EXCERPT TO READ:
The Hawaiian volcano
Kilauea is once again dipping her pahoehoe toes into the ocean. Well, actually,
she's behaved far less delicately. After burning a path through the forest and
pacing her way over a long stretch in the last two weeks she plunged her fingers
and arms full on into the crashing waves, much to the delight of thousands of
onlookers.
What began as a new vent site on May 12 sent a Mother's Day flow that ignited a 3,600-acre fire as the lava made its way through the forest to the coastal flat below the faultscarp Paliuli.
A Buck Moon, one day after full,
eyes the east end of Wilipe`a bench at 5:12 am on July 25.
Photos courtesy of USGS
HVO.
"As long as the new vent area kept discharging lava and the upper lava-tube system did not break down repeatedly, it was inevitable that the flow would eventually reach the sea," says Steven Brantley of the U.S. Geological Survey (USGS) Hawaiian Volcano Observatory.

[Region labeling entries]

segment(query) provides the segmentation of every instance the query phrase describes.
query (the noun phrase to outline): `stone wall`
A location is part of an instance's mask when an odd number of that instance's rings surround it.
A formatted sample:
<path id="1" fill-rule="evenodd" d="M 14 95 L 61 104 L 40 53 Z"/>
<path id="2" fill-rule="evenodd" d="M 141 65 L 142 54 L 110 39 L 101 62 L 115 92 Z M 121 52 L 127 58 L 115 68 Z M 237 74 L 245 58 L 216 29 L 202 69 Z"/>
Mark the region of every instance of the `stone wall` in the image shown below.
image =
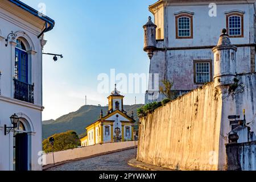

STATED TASK:
Extend the Kilauea lava flow article above with a few sentences that pick up right after the Steven Brantley quote.

TASK ANSWER:
Sure enough, over the next five-and-a-half-weeks the flow "slowly worked its way across the coastal flat, feinting this way and that, first to the west, then to the east, then in the middle," according to USGS reports. As arms of the flow reached within 400 and 700 meters of the water, a race began on July 16 between two fingers on the closer eastern lobe. The western finger shot forward in the lead, but the eastern finger quickly followed, closing the gap two days later. On the night of July 18, the lava of the eastern arm, burning famously bright red, poured into the sea at a point now called West Highcastle.
Lava
free-falling 4 to 5 meters into the water off the eastern front of West Highcastle
bench on July 26. The underside of the breaking wave is lit by the glow from
the falls.
The next day, the trailing western arm traveled 400 meters in a period of 20 hours gaining momentum for the final 300-meter stretch. A park building stood in the path, but park officials had time to move it before it was destroyed. Crossing the Chain of Craters Road, the western arm dripped and cascaded into the Pacific down the sea cliff of Wilipe`a at dawn on July 21. In the process, the lava drip-castle built a 470-meter wide bench that reaches 90 meters offshore.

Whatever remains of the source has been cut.